┌─ ИСХОДНЫЙ ТЕКСТ

Хандамиров Лев - музыкант, погиб на фронте[править]

Xandamirov 1.JPG

СКРИПИЧНЫЙ КЛЮЧ

Человеческая память, вытесняя порой что-то совсем недавнее, бережно хранит впечатления и образы прежних времен, чем-то неуловимо драгоценные.

Таковы семейные истории. Мы помним подчас и то, чему свидетелями сами не являлись – из рассказов родителей, бабушек и дедушек. Я никогда не знал Лёвика Хандамирова, моего двоюродного дядю. Да и не мог знать, потому что когда он, 20-летний, погиб, моей маме было лишь семь лет. Но мне очень дорога его история. Хоть и известна лишь по обрывкам маминых воспоминаний.

Вот так и поселяется совсем рядом с нами Мировая история, история нашей страны. Она живет в наших домах, в ветхих, так редко просматриваемых альбомах. В наших душах.

История жива, пока живы наши воспоминания.

Напав 22 июня 1941 года на Советский Союз, Гитлер рассчитывал стремительно пройти маршем до Москвы, взять ее – и поставить, таким образом, наш народ на колени. Немецкое командование готовило грандиозный праздник, был выбран даже материал, из которого в центре поверженного города должны были воздвигнуть монумент в честь взятия Москвы. Офицеры вермахта заказывали новые мундиры к параду на Красной площади… Всё это не понадобилось. Путь нацистам преградила не просто Красная Армия, о численности и вооружении которой они знали всё. Путь им преградили студенты и рабочие, инженеры и музыканты – все те, кто пошел в ОПОЛЧЕНИЕ».

└─

ЗАДАНИЯ »
1) Определите, соответствуют ли тексту о Льве Хандамирове следующие утверждения. На каждое ответьте «да» или «нет» и приведите точную цитату из текста, которая это решает.
(a) Лёвик Хандамиров погиб в возрасте двадцати лет.
(b) Автор текста был лично знаком с Лёвиком Хандамировым.
(c) Немецкое командование собиралось воздвигнуть монумент в честь взятия Москвы.
2) Перепишите из текста о Льве Хандамирове фрагмент, начиная со слов «Человеческая память, вытесняя» и заканчивая словами «В наших душах.».
3) Ответьте на вопросы по тексту о Льве Хандамирове.
(a) Кем Лёвик Хандамиров приходится автору текста?
(b) Сколько лет было маме автора, когда Лёвик Хандамиров погиб?
(c) Какого числа Гитлер напал на Советский Союз?

┌─ ФРАГМЕНТЫ ДАННЫХ

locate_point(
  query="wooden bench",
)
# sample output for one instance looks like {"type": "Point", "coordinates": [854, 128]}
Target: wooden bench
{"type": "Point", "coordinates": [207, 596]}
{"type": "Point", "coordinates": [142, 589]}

└─

ОТВЕТЫ ПО ПОРЯДКУ »
1)
(a) Да: «когда он, 20-летний, погиб».
(b) Нет: «Я никогда не знал Лёвика Хандамирова».
(c) Да: «в центре поверженного города должны были воздвигнуть монумент в честь взятия Москвы».

2)
Человеческая память, вытесняя порой что-то совсем недавнее, бережно хранит впечатления и образы прежних времен, чем-то неуловимо драгоценные.

Таковы семейные истории. Мы помним подчас и то, чему свидетелями сами не являлись – из рассказов родителей, бабушек и дедушек. Я никогда не знал Лёвика Хандамирова, моего двоюродного дядю. Да и не мог знать, потому что когда он, 20-летний, погиб, моей маме было лишь семь лет. Но мне очень дорога его история. Хоть и известна лишь по обрывкам маминых воспоминаний.

Вот так и поселяется совсем рядом с нами Мировая история, история нашей страны. Она живет в наших домах, в ветхих, так редко просматриваемых альбомах. В наших душах.

3)
(a) Двоюродным дядей.
(b) Семь лет.
(c) 22 июня 1941 года.